··· EXERCISE TEXT

Somehow the EFI partition doesn’t mount and it’s impossible to troubleshoot via phone, she asked me to put back the old system 😞
Sounds like a hardware issue, so …
Seems like only the EFI partition is missing. She told me “ls /home/her name” shows stuff but “ls /boot/efi” is empty
Apparently this happened by itself
I should have chosen something like silverblue but I wasn’t familiar with that
Bluefin or Bazzite are very streamlined and easy to set up, with all the batteries included. The little you need to learn is more than offset by the convenience.
How does it even get into emergency mode without the efi partition?
The EFI partition isn’t missing or, you’re right, it wouldn’t boot at all.
If the /boot/efi isn’t set to nofail in fstab then it failing to mount would dump them into emergency mode. This could be cause by something simple like a syntax error in fstab.
It’s also possible that there’s a broken bootloader entry. For example, If the installed with LUKS encryption on the home directory and one of the boot entry doesn’t have the luks module. The system would boot but everything after that would fail because it can’t decrypt and mount /home.

······
··· MATERIAL PROVIDED

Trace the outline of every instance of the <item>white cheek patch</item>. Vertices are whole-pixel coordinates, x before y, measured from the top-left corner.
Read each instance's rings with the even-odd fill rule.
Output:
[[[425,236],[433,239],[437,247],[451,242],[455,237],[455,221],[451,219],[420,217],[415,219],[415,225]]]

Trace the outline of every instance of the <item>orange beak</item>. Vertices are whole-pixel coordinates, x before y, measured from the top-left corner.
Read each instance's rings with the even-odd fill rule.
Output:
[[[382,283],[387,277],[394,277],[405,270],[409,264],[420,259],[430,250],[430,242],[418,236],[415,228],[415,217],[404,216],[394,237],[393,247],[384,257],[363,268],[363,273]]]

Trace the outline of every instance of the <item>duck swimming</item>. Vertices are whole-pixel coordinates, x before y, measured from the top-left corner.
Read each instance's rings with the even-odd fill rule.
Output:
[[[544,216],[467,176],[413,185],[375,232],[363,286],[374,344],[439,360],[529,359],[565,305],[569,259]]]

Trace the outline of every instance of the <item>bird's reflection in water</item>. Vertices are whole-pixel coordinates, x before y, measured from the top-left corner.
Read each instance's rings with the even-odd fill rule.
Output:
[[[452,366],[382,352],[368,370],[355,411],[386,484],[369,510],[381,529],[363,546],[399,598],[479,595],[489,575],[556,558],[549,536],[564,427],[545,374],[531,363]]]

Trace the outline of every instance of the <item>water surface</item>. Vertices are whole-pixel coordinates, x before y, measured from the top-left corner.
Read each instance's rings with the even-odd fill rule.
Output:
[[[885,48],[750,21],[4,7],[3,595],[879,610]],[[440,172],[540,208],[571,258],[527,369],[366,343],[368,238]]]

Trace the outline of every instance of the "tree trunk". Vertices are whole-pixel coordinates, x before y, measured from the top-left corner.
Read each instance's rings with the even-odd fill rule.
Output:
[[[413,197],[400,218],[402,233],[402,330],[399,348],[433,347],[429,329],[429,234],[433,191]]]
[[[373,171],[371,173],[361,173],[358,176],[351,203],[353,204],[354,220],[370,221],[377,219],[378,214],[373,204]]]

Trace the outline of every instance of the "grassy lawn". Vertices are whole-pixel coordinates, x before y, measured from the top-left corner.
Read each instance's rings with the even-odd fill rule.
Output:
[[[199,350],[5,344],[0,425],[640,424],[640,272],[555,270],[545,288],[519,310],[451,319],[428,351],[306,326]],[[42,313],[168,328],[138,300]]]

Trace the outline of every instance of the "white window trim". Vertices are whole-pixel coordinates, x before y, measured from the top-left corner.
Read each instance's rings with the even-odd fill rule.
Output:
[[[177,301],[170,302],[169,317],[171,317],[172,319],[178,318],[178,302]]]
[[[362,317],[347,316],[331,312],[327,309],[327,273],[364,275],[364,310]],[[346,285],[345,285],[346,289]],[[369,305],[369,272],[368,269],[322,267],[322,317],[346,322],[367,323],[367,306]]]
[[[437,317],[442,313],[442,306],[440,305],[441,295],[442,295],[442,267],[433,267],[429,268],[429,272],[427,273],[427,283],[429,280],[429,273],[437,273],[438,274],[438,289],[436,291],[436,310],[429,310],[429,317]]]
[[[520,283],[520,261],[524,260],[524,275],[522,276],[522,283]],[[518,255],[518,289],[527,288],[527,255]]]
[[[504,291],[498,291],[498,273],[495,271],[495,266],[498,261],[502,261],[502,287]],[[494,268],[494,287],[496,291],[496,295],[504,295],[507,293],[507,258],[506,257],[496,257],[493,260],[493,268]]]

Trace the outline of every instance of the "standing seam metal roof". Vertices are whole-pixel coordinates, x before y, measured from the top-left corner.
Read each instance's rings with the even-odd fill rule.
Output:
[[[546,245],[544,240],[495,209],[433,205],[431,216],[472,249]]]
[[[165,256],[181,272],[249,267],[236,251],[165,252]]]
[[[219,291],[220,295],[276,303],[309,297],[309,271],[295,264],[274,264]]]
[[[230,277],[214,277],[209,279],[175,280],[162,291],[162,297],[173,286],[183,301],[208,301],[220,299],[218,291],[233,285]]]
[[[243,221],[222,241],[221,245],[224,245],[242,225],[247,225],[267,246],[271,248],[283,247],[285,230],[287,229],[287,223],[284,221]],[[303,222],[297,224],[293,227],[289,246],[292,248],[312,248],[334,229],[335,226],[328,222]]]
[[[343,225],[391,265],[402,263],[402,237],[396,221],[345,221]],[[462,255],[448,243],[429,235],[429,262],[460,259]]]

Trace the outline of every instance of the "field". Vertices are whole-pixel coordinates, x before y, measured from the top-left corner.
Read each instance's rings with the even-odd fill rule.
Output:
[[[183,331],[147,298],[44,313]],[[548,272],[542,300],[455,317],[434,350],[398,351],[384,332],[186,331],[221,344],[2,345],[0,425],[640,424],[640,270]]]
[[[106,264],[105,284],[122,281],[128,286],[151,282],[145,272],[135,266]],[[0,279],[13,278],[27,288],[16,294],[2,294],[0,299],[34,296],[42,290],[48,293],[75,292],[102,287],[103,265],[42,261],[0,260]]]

······

▶ **EXERCISE SET**
1) Answer these questions from the forum thread about the EFI partition.
(a) According to what she reported, what did "ls /boot/efi" show?
(b) Which two systems are described as very streamlined and easy to set up?
(c) What fstab setting, if missing for /boot/efi, would let a failed mount put the system into emergency mode?
2) Reproduce word for word the part of the forum thread about the EFI partition starting with "It’s also possible" and going on through "and mount /home.".
Answer only from the forum thread about the EFI partition.

▶ **SOLUTIONS FOR EACH TASK**
1)
(a) It was empty.
(b) Bluefin and Bazzite.
(c) nofail.

2)
It’s also possible that there’s a broken bootloader entry. For example, If the installed with LUKS encryption on the home directory and one of the boot entry doesn’t have the luks module. The system would boot but everything after that would fail because it can’t decrypt and mount /home.